PROBLEMS AND TASKS:
- a) Update the stretch from "The new Siri, called" through "sake of it." in the passage on Apple's AI strategy, putting "presentation" in place of "keynote".
- b) Write a continuation of the passage on Apple's AI strategy, picking up after its final sentence.

PASSAGE PROVIDED:
* * * * * * * * *
The new Siri, called Siri AI, and enhancements to the company's Apple Intelligence platform are the centerpieces of Apple's effort to reset its AI strategy, after a series of delays led to criticism from investors and users alike.
Apple's pitch: AI that's both personal and private. During the company's keynote, senior vice president of software engineering Craig Federighi framed Apple's offerings as more purposeful than those from competing firms that add AI to their products for the sake of it.
The approach is meant to differentiate Apple's AI from the likes of OpenAI's (OPAI.PVT) ChatGPT or Anthropic's (ANTH.PVT) Claude by focusing on mainstream rather than AI power users.
"I feel like it's AI for the masses," TECHnalysis Research founder and chief analyst Bob O'Donnell told Yahoo Finance.
"They're talking to the mainstream, they're talking to the consumer. They're not trying to focus on developers, ironically, even though we're at WWDC," he added.
IDC analyst Francisco Jeronimo offered a similar sentiment, writing in a statement that consumers are less interested in the ins and outs of AI models, and more interested in what they can do for them.
"Apple is trying to make AI feel native, useful and invisible across the devices people already use every day," he wrote.
"This matters because the winning AI experience for consumers will not be the loudest or most technically complex. It will be the one that understands context, respects privacy, works reliably across apps, and reduces friction without forcing users to change behaviour," Jeronimo added.
During a demonstration, Apple's VP of Siri engineering, Mike Rockwell, who has overseen the reinvention of Siri, showed how Siri AI can understand personal context by pulling data from the Messages app without having to open it.
* * * * * * * * *
EXTRACTED INFORMATION:

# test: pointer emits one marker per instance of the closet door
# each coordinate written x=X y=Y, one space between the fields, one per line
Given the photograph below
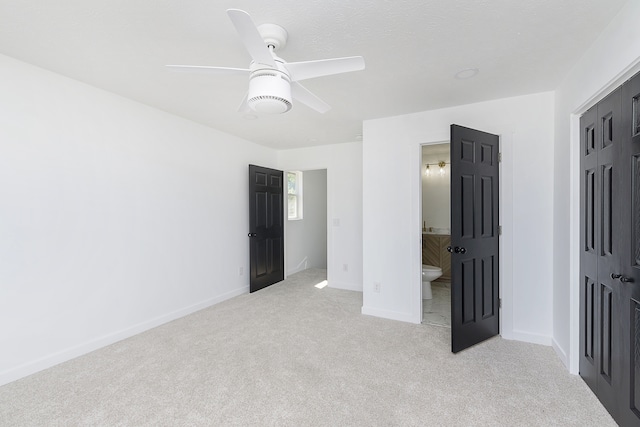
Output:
x=600 y=361
x=628 y=276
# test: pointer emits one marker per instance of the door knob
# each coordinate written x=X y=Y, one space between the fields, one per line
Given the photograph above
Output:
x=457 y=250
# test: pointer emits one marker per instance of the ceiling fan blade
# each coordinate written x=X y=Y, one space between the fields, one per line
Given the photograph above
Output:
x=203 y=69
x=244 y=105
x=251 y=37
x=300 y=93
x=324 y=67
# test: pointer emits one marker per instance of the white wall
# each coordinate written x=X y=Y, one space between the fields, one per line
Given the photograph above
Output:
x=436 y=189
x=613 y=58
x=391 y=201
x=114 y=217
x=306 y=238
x=343 y=163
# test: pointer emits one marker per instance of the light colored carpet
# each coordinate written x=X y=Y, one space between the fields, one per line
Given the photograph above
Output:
x=295 y=355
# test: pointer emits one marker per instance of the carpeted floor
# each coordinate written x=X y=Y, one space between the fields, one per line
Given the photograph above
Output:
x=296 y=355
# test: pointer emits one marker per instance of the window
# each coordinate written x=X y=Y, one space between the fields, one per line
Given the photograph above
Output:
x=294 y=194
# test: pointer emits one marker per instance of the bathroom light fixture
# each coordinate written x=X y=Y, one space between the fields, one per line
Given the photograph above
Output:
x=441 y=164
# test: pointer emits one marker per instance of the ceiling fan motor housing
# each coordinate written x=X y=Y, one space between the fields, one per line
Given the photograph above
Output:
x=269 y=92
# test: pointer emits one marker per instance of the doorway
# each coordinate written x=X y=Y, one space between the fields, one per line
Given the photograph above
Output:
x=306 y=225
x=436 y=233
x=474 y=237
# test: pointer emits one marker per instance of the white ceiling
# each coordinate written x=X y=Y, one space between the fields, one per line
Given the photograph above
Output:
x=412 y=49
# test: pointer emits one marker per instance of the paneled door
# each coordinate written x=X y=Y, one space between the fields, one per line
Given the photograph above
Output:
x=610 y=252
x=475 y=296
x=600 y=246
x=627 y=277
x=266 y=227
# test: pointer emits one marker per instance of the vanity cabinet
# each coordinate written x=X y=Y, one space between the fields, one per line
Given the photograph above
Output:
x=434 y=252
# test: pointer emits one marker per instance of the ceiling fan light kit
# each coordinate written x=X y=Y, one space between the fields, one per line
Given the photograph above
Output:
x=273 y=83
x=269 y=93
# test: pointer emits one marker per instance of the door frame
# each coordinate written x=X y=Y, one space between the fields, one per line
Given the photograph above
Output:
x=286 y=220
x=505 y=207
x=572 y=361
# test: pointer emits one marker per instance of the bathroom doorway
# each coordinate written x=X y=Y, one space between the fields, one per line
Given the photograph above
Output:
x=436 y=234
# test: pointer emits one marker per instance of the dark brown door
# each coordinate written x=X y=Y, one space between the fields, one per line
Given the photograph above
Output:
x=475 y=314
x=601 y=246
x=266 y=231
x=628 y=276
x=610 y=252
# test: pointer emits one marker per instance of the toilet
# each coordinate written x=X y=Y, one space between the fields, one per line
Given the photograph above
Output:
x=429 y=274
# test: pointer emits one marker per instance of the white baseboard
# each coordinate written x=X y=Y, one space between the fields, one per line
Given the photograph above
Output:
x=50 y=360
x=393 y=315
x=345 y=285
x=561 y=354
x=527 y=337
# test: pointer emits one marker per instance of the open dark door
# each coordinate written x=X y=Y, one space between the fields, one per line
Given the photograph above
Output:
x=474 y=246
x=266 y=231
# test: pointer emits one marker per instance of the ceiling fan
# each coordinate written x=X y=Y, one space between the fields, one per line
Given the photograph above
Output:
x=273 y=82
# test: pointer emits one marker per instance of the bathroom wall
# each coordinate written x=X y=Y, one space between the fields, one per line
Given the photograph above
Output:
x=436 y=187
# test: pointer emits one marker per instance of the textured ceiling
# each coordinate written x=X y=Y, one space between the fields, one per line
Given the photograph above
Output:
x=412 y=49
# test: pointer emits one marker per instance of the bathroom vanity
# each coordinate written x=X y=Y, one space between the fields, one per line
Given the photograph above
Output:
x=434 y=252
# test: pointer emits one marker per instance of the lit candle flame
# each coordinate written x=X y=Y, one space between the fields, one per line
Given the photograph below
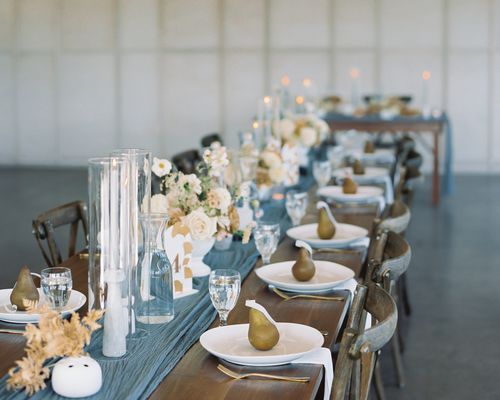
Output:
x=354 y=72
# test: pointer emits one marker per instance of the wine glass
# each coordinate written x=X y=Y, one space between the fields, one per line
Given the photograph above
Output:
x=267 y=237
x=56 y=284
x=296 y=205
x=322 y=171
x=224 y=287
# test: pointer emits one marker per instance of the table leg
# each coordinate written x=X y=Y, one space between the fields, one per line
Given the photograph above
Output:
x=436 y=190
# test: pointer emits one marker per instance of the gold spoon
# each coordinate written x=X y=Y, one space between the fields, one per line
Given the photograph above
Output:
x=236 y=375
x=286 y=297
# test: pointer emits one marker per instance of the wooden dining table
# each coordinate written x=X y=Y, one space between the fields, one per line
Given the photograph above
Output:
x=196 y=375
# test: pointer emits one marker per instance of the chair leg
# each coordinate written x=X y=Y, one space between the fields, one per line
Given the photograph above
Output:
x=377 y=381
x=404 y=295
x=398 y=362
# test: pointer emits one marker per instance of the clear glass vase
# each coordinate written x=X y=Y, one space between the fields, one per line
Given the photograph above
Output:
x=156 y=269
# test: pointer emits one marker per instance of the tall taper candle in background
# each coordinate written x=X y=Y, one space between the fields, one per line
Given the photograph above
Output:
x=354 y=74
x=426 y=108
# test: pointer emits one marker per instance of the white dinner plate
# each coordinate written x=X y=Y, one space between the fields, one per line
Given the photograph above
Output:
x=370 y=174
x=362 y=194
x=328 y=275
x=76 y=301
x=345 y=235
x=231 y=343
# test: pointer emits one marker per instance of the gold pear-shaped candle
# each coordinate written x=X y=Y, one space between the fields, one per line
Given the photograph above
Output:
x=262 y=331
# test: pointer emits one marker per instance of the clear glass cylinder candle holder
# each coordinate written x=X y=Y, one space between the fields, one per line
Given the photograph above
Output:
x=139 y=164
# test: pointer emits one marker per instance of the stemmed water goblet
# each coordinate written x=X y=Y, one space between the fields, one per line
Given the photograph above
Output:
x=322 y=171
x=224 y=287
x=296 y=205
x=267 y=237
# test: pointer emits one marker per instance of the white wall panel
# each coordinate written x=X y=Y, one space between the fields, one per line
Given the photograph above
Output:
x=6 y=23
x=364 y=63
x=297 y=23
x=354 y=23
x=7 y=126
x=88 y=24
x=139 y=23
x=190 y=23
x=244 y=23
x=496 y=112
x=401 y=73
x=139 y=105
x=87 y=118
x=243 y=86
x=35 y=97
x=297 y=65
x=191 y=100
x=410 y=23
x=468 y=106
x=37 y=24
x=468 y=23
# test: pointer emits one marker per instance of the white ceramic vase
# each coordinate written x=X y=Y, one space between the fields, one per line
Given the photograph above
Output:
x=200 y=249
x=76 y=377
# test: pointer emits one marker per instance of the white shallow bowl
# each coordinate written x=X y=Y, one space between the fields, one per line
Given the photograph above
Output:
x=230 y=343
x=345 y=235
x=75 y=302
x=371 y=173
x=328 y=275
x=363 y=193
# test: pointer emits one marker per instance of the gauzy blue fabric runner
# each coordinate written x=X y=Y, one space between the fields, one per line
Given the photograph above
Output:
x=151 y=358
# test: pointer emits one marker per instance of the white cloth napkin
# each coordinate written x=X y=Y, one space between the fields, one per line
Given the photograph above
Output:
x=321 y=356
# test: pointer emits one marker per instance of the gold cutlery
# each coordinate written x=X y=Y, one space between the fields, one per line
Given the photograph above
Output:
x=286 y=297
x=236 y=375
x=13 y=331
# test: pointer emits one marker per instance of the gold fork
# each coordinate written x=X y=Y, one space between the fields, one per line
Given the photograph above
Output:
x=286 y=297
x=236 y=375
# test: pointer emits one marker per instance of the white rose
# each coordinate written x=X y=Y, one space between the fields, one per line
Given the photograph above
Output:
x=271 y=159
x=159 y=204
x=287 y=127
x=200 y=225
x=161 y=167
x=277 y=174
x=308 y=136
x=224 y=199
x=192 y=181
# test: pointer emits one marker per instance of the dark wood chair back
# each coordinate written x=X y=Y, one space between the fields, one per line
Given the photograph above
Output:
x=45 y=224
x=358 y=347
x=187 y=161
x=207 y=140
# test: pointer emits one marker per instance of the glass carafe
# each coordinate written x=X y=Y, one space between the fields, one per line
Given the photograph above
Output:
x=159 y=295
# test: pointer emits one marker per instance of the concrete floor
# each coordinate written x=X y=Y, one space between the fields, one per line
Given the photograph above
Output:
x=452 y=347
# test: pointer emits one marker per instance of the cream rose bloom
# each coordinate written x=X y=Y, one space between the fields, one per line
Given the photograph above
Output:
x=224 y=199
x=200 y=225
x=308 y=136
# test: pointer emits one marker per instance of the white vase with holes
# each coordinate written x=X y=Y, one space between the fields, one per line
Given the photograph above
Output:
x=76 y=377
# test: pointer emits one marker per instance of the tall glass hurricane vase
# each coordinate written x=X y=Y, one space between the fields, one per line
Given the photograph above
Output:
x=139 y=163
x=110 y=249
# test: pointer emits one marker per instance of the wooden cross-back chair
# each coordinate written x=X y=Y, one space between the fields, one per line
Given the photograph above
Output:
x=357 y=357
x=207 y=140
x=187 y=161
x=389 y=262
x=45 y=224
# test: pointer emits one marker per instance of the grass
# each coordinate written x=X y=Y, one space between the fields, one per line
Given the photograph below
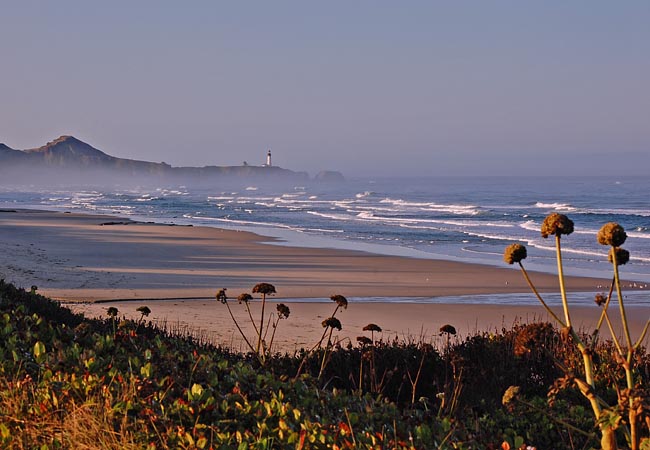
* * * * * * * * *
RESULTS BY TASK:
- a)
The new Siri, called Siri AI, and enhancements to the company's Apple Intelligence platform are the centerpieces of Apple's effort to reset its AI strategy, after a series of delays led to criticism from investors and users alike.
Apple's pitch: AI that's both personal and private. During the company's presentation, senior vice president of software engineering Craig Federighi framed Apple's offerings as more purposeful than those from competing firms that add AI to their products for the sake of it.

- b)
In his demo, Rockwell asked Siri, "What is everyone bringing to the barbeque?" The assistant then ran the available data on the device and provided a list of what the attendees said they'd bring.
He followed up, asking what drinks paired well with those items and Siri provided a list of alcoholic and non-alcoholic options.
Apple won't be alone in providing that kind of capability, though. Google (GOOG, GOOGL), which offers its Gemini AI on both its Pixel smartphones and via Samsung's Galaxy devices, can perform similar actions.
More importantly for Apple will be whether it can deliver on the promises it made this year. The company previously showed off a number of AI features during its WWDC 2024 keynote only to delay a good deal of them.
"This is therefore a high-stakes year for Apple," Jeronimo wrote.
"If the new Siri works as shown, Apple Intelligence could become one of the most important ecosystem upgrades since the App Store matured into a services platform. It would deepen loyalty, increase the value of newer devices and reposition Apple's operating systems around personal intelligence."
If it doesn't live up to expectations, however, it will only raise further concerns that the company is still lost in the AI wilderness.